# To do:
Begin at the line that has "For each instance of the stroller, drop" and stop after the last line of the records. Write those lines out again, requests included, and scale every coordinate in the answers by 1.85, rounding to whole numbers with halves going up.
** START Items **
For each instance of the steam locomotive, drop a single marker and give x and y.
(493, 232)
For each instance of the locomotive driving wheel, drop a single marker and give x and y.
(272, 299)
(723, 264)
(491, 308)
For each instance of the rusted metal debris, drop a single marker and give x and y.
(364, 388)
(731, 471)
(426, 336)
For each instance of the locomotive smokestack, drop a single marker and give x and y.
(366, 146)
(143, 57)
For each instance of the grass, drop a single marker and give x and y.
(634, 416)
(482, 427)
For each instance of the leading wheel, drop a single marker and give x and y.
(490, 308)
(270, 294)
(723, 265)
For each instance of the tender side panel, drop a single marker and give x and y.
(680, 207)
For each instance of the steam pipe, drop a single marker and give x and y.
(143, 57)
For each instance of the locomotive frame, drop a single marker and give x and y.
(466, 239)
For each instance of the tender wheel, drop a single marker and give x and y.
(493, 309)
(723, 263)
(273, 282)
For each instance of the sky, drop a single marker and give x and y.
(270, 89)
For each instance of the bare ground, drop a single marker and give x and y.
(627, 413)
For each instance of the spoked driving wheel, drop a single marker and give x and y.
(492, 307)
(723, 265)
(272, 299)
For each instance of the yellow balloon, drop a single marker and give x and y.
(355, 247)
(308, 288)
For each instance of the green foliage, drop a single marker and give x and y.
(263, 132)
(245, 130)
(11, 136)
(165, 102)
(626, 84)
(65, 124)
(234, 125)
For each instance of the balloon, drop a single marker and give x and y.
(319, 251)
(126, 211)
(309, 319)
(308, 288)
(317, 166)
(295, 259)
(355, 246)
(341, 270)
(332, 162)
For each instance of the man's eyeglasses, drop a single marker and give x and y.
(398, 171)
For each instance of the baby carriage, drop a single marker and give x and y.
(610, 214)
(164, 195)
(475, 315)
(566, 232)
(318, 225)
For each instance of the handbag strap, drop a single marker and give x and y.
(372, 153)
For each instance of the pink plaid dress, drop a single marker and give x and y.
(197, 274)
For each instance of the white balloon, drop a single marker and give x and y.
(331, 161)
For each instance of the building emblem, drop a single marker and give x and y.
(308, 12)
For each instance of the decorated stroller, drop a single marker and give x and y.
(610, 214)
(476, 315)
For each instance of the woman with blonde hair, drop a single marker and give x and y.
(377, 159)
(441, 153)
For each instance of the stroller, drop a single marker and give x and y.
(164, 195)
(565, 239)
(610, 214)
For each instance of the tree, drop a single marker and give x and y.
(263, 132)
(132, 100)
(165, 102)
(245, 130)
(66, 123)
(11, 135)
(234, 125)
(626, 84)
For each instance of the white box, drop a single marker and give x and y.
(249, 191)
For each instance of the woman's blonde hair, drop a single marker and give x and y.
** END Items **
# The answer:
For each instance of the stroller, drop a single marker and give x and y.
(303, 361)
(1045, 442)
(1129, 396)
For each instance of the tree, drop a single marker and give x and y.
(487, 244)
(244, 185)
(305, 189)
(453, 241)
(122, 228)
(20, 250)
(433, 231)
(1158, 155)
For each instance of the white box, drop a single marker and give x and y.
(461, 353)
For each instance of the woman's blonde hair, drop a single marker and give x and y.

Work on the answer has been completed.